### The task
Can you print every record below exactly as written?

(Referring expression pointing data)
[Start of section]

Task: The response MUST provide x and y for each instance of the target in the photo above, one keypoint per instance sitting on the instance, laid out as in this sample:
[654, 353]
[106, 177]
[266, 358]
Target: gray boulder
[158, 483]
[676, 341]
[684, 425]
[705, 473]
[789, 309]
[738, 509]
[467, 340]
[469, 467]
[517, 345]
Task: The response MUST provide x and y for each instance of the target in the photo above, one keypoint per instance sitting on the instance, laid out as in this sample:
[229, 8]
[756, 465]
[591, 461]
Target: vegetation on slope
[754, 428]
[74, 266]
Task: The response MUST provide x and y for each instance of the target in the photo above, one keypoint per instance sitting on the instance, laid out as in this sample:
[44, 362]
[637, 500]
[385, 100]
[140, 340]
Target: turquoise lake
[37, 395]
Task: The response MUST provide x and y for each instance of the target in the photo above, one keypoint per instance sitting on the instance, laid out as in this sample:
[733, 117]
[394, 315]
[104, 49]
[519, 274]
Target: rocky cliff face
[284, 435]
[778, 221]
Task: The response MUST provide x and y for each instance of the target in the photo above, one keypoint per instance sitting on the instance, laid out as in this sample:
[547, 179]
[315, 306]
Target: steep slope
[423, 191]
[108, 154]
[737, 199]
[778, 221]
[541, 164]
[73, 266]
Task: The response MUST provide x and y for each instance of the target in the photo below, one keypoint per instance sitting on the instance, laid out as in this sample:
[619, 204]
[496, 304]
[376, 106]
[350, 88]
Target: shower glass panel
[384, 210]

[End of section]

### Response box
Task: The response MUST provide x and y for each instance of the target in the photo above, one keypoint per instance sitting on the instance, laid out as in this sample:
[654, 353]
[106, 177]
[266, 358]
Target: gray boulder
[158, 483]
[676, 341]
[684, 425]
[705, 473]
[789, 309]
[738, 509]
[467, 340]
[469, 467]
[517, 345]
Task: The response MUST provide x and y for each instance of the target in the photo above, one keypoint per instance sitting on the instance, laid out as in this sample:
[229, 8]
[756, 465]
[591, 461]
Target: vegetation on slope
[754, 428]
[74, 266]
Task: The response MUST provide x and y for each instance of the target in the photo above, one keypoint per instance sitting on the instance, laid out as in this sample:
[44, 362]
[637, 500]
[385, 100]
[140, 340]
Target: turquoise lake
[37, 395]
Task: The response MUST provide x and y for each instance of the target in the photo above, one keypoint per instance sitting on the instance, laid out as in this sample:
[733, 117]
[394, 315]
[104, 49]
[519, 274]
Target: rocky cliff face
[284, 435]
[778, 221]
Task: The response MUST provide x and y for each instance of the target in the photo above, one keypoint per instance sitting on the instance, laid out as in this sample:
[547, 179]
[315, 306]
Target: steep slope
[423, 191]
[108, 154]
[737, 199]
[778, 221]
[541, 164]
[73, 266]
Task: The response MUST provide x and y for each instance of the target in the photo below, one keypoint per instance sitting on the instance, laid out as in this sample:
[619, 204]
[496, 304]
[376, 106]
[350, 88]
Target: shower glass panel
[384, 210]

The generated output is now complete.